SUPPLIED DATA:
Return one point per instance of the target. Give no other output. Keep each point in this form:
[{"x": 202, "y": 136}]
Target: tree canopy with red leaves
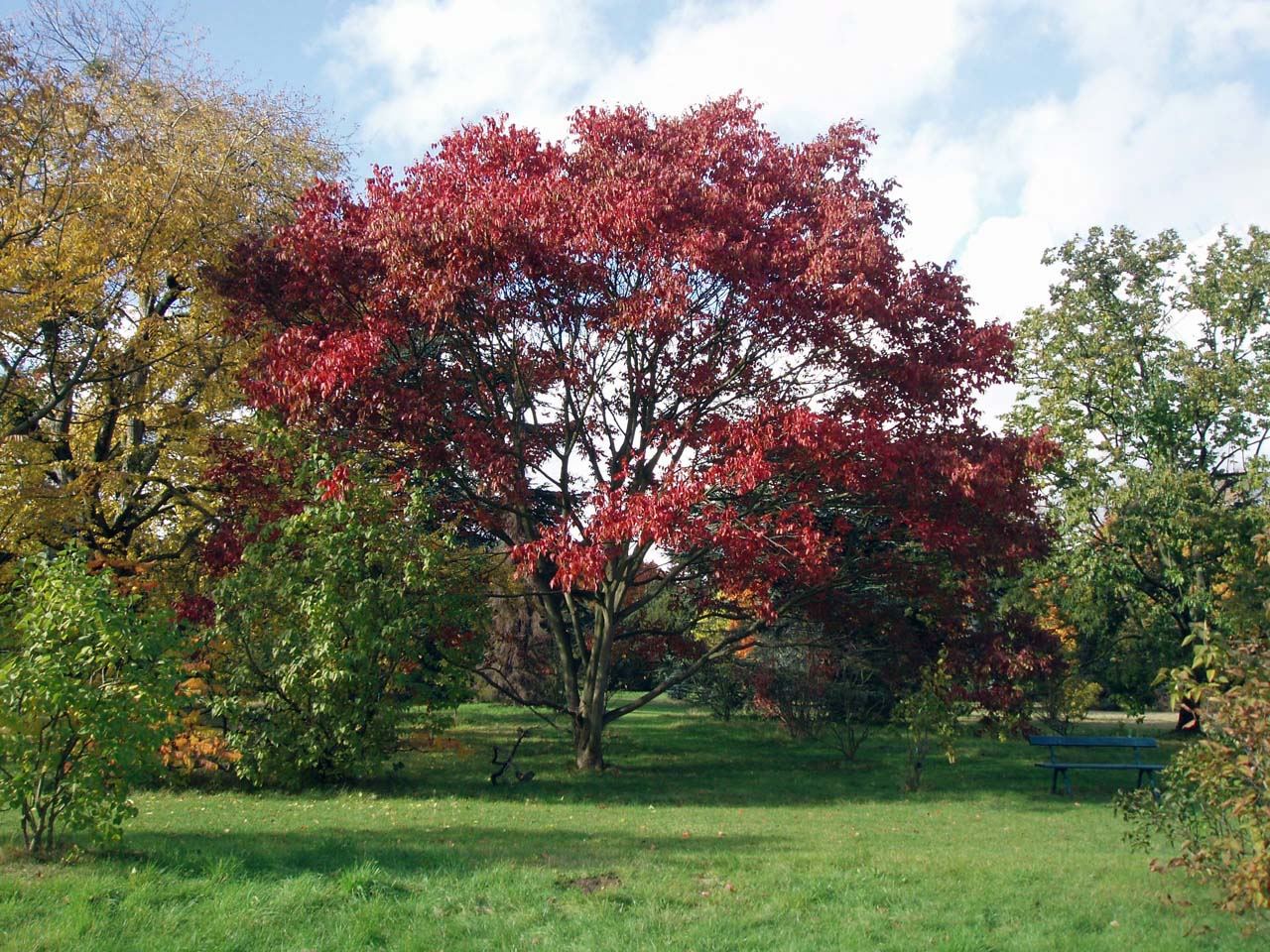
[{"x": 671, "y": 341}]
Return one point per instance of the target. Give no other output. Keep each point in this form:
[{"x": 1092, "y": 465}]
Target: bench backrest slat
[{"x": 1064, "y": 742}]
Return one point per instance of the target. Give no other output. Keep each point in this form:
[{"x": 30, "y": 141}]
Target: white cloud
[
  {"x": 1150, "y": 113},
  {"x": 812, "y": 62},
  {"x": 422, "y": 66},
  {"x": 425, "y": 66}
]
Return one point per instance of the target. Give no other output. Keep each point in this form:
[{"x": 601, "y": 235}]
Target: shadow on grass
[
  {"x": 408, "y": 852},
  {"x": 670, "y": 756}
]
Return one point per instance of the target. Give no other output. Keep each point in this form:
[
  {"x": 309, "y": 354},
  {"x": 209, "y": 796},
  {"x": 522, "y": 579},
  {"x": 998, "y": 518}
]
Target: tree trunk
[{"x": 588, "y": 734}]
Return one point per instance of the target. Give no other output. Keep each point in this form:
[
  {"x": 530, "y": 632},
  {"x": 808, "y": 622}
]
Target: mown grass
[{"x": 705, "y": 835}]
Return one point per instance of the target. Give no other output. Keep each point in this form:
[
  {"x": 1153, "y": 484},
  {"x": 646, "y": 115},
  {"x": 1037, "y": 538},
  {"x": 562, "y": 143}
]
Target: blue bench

PROBLEM DESCRIPTION: Each record above should be repeated exactly, please, without pictures.

WRITTEN ANSWER:
Return one point per instance of the target. Give no other output. Keep each point in this form:
[{"x": 202, "y": 136}]
Target: tree canopy with red leaves
[{"x": 671, "y": 341}]
Return one point per instance of the target. Give no other output. Keep each point in this form:
[{"x": 1092, "y": 465}]
Target: bench backrest slat
[{"x": 1064, "y": 742}]
Return one point per instance of the target. Give no other output. Keep each point in this form:
[{"x": 30, "y": 141}]
Target: white cloud
[
  {"x": 1150, "y": 113},
  {"x": 812, "y": 62},
  {"x": 422, "y": 66},
  {"x": 425, "y": 66}
]
Return one point per instance of the target. Give no other output. Keep each point in this form:
[{"x": 601, "y": 235}]
Target: shadow on grass
[
  {"x": 408, "y": 852},
  {"x": 670, "y": 756}
]
Return one point per instance of the target. Give no other output. Keep each point in this form:
[
  {"x": 309, "y": 354},
  {"x": 209, "y": 796},
  {"x": 522, "y": 579},
  {"x": 998, "y": 518}
]
Target: tree trunk
[{"x": 588, "y": 734}]
Return one point per instance of the target. Give no other output. Keep each point in this form:
[
  {"x": 530, "y": 632},
  {"x": 808, "y": 622}
]
Target: mown grass
[{"x": 705, "y": 835}]
Return one point per instance of the target. Give no other output. Keep each point in this form:
[
  {"x": 1153, "y": 484},
  {"x": 646, "y": 115},
  {"x": 1037, "y": 538},
  {"x": 562, "y": 143}
]
Target: blue bench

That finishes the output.